• Parts of the exercise:
1. Quote the part of the forum post on OSM XML formats that opens with the words containing "The OSM API XML" and closes with "changes and extensions.".
2. Which attributes does the forum post on OSM XML formats say some tools may omit?

• Source passage:
— start —

The OSM API XML and JSON formats are maintained in the GitHub - openstreetmap/openstreetmap-website: The Rails application that powers OpenStreetMap repo. This might be a good location to store XSDs, in case maintainers feel it’s worthwhile including them in the repo.

Different tools have introduced sometimes incompatible changes and extensions.

A noteworthy example is Overpass API with its XML format extension for out geom; output. Incompatible changes not only affect the elements themselves, but also the sequence in which they appear in an XML message.

As an example, the OSM API always returns data as nodes, ways, relations (in that sequence), sorted by id. Overpass API again is free to print elements in whatever sequence was defined in the query.

Some tools may omit some of the attributes, such as user id, display name or changeset id (incompatible change). You may have come across such XML files when using Overpass API. I expect similar changes to occur once GDPR related changes will be implemented on API level.

I remember a few people bringing up the XSD schema topic on the dev mailing list: [OSM-dev] Schema for v0.6 OSM files? … maybe try and search for similar posts. I also found another example posted by one of the JOSM maintainers OSMSchema.xsd · GitHub based on work by someone on the old forum.

— end —

• Stored data:

— start —

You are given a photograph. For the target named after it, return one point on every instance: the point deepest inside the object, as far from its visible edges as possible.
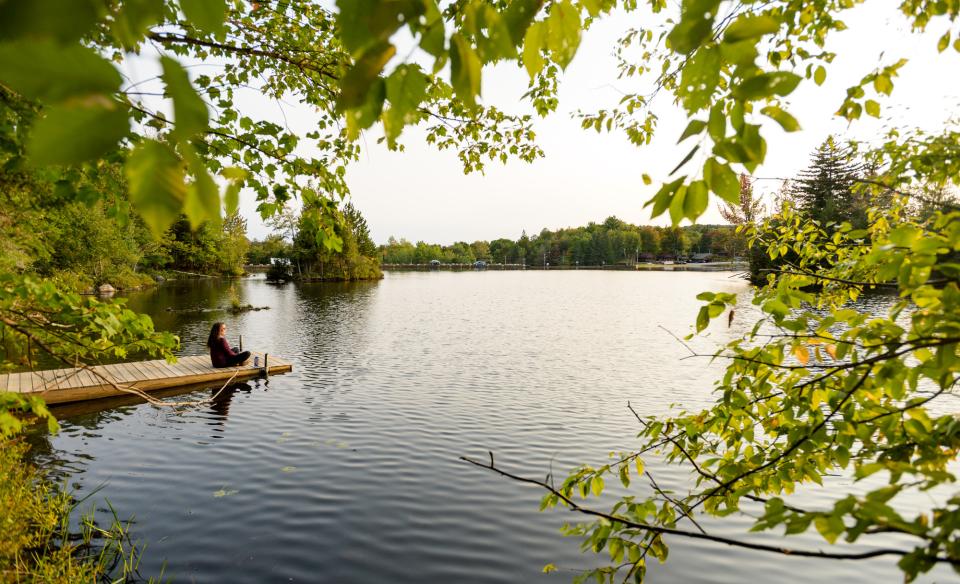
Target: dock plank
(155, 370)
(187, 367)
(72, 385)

— end —
— start —

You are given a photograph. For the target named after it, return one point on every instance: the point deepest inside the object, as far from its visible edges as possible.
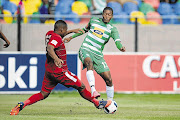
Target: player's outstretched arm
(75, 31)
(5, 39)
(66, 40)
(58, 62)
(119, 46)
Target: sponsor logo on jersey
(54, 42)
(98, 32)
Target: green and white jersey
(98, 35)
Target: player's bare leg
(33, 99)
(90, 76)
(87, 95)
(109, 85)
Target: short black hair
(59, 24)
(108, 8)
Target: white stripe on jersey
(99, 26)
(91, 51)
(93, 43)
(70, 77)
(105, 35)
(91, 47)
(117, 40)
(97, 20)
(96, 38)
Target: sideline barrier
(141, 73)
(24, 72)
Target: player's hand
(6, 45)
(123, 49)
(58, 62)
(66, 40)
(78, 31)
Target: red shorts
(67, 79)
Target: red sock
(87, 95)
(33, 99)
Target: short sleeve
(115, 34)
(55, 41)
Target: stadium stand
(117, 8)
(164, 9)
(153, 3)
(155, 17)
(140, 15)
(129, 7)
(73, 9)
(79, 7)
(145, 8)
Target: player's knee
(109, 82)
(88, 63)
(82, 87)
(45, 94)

— end —
— start —

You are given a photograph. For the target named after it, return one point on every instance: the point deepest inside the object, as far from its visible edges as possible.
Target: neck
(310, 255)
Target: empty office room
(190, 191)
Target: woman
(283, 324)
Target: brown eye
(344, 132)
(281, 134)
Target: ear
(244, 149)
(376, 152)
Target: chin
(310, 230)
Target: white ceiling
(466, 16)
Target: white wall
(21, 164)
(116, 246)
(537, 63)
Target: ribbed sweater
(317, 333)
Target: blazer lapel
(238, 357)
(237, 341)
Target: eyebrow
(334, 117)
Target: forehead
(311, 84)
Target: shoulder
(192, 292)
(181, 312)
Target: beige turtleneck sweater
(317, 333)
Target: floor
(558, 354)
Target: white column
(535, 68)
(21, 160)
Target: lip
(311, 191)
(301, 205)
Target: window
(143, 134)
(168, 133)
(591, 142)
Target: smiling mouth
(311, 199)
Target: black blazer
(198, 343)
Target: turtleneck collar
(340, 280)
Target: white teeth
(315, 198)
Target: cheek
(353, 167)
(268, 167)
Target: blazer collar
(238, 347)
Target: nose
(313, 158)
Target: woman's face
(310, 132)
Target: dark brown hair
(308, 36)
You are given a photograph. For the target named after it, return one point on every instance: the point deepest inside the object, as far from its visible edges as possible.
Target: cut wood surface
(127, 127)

— end —

• Solutions by task:
1.
The OSM API XML and JSON formats are maintained in the GitHub - openstreetmap/openstreetmap-website: The Rails application that powers OpenStreetMap repo. This might be a good location to store XSDs, in case maintainers feel it’s worthwhile including them in the repo.

Different tools have introduced sometimes incompatible changes and extensions.

2.
- user id
- display name
- changeset id